Bernas.id — Meskipun sudah lebih dari satu tahun sebagian besar nitizen atau warga Jogja, pasti belum banyak yang mengetahui, bahwa Sumbu Filosofi Yogyakarta sebagai warisan dunia ke UNESCO. Hal itu, tepatnya terhitung sejak tanggal 14 Maret 2017 Historical City Centre of Yoyakarta telah masuk ke dalam Daftar Sementara (Tentative List) UNESCO.
Sumbu Filosofi adalah konsep penataan ruang Kraton Yogyakarta yang merupakan perwujudan dari simbul daur hidup manusia yang diciptakan oleh Sutan Hamengku Buwana I. Daur hidup manusia yang berupa kelahiran (sangkan), pernikahan (kedewasaan), dan kembali kepada Sang Pencipta (paran) atau bisa disebut sebagai Sangkan Paraning Dumadi (asal dan tujuan dari ada).
Konsep tiga ritus utama daur hidup manasuia ini diwujudkan dalam tata ruang Kraton Yogyakarta yang berbentuk warisan budaya arsitektur, yaitu Panggung Krapyak, Kraton Yogyakarta, dan Tugu Pal Tugu Putih Yogyakarta.
Sebagai ilustrasi filosofi Sangkane Dumadi (awalnya ada) yaitu poros Panggung Krapyak menuju Kraton Yogyakarta, sedangkan filosofi Paraning Dumadi (tujuan hidup), merupakan poros dari Kraton Yogyakarta menuju Tugu Pal Putih Yogyakarta. Panggung Krapyak menggambarkan posisi janin/ bayi ketika berada di dalam kandungan dan Tugu menggambarkan konsepsi ketuhanan.
Panggung Krapyak adalah sebuah bangunan bersejarah berbentuk ruangan menyerupai kubus. Pada masa Kesultanan Mataram, Panggung Krapyak digunakan oleh raja-raja Mataram sebagai tempat pengintaian untuk berburu binatang, khususnya rusa atau menjangan. Oleh karena itu, masyarakat sekitar sering menyebut Panggung Krapyak dengan sebutan Kandang Menjangan.
Secara administratif bangunan yang didirikan tahun sekitar 1760 oleh Sultan Hamengku Buwana I, tersebut terletak di Kampung Krapyak, Kelurahan Panggungharjo, Kecamatan Sewon, Kabupaten Bantul. Dan berdasarkan lokasinya, Panggung Krapyak berada di sebelah selatan Kraton Yogyakarta, berjarak kurang lebih satu kilometer dari Alun-alun Selatan.

▶ Data yang Diberikan:

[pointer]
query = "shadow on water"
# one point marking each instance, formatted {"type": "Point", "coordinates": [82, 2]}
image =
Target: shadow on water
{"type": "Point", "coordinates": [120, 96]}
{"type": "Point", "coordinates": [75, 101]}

▶ Perintah Tugas 1: Ketik ulang bagian teks Sumbu Filosofi yang dimulai dengan "Bernas.id — Meskipun" dan berlanjut hingga "tujuan dari ada).".
▶ Perintah Tugas 2:
Tentukan apakah setiap pernyataan berikut sesuai dengan teks Sumbu Filosofi. Jawab ya atau tidak, lalu kutip kata-kata teks yang menjadi penentunya.
(a) Panggung Krapyak terletak di sebelah utara Kraton Yogyakarta.
(b) Masyarakat sekitar menyebut Panggung Krapyak dengan nama Kandang Menjangan.
(c) Tugu menggambarkan posisi janin di dalam kandungan.
▶ Perintah Tugas 3: Menurut teks Sumbu Filosofi, sebagai apa Panggung Krapyak digunakan oleh raja-raja Mataram pada masa Kesultanan Mataram?
Data di atas tidak berhubungan dengan teks Sumbu Filosofi.

▶ Jawaban Tugas 1:
Bernas.id — Meskipun sudah lebih dari satu tahun sebagian besar nitizen atau warga Jogja, pasti belum banyak yang mengetahui, bahwa Sumbu Filosofi Yogyakarta sebagai warisan dunia ke UNESCO. Hal itu, tepatnya terhitung sejak tanggal 14 Maret 2017 Historical City Centre of Yoyakarta telah masuk ke dalam Daftar Sementara (Tentative List) UNESCO.
Sumbu Filosofi adalah konsep penataan ruang Kraton Yogyakarta yang merupakan perwujudan dari simbul daur hidup manusia yang diciptakan oleh Sutan Hamengku Buwana I. Daur hidup manusia yang berupa kelahiran (sangkan), pernikahan (kedewasaan), dan kembali kepada Sang Pencipta (paran) atau bisa disebut sebagai Sangkan Paraning Dumadi (asal dan tujuan dari ada).

▶ Jawaban Tugas 2:
(a) Tidak: "Panggung Krapyak berada di sebelah selatan Kraton Yogyakarta"
(b) Ya: "masyarakat sekitar sering menyebut Panggung Krapyak dengan sebutan Kandang Menjangan"
(c) Tidak: "Tugu menggambarkan konsepsi ketuhanan"

▶ Jawaban Tugas 3: Panggung Krapyak digunakan sebagai tempat pengintaian untuk berburu binatang, khususnya rusa atau menjangan.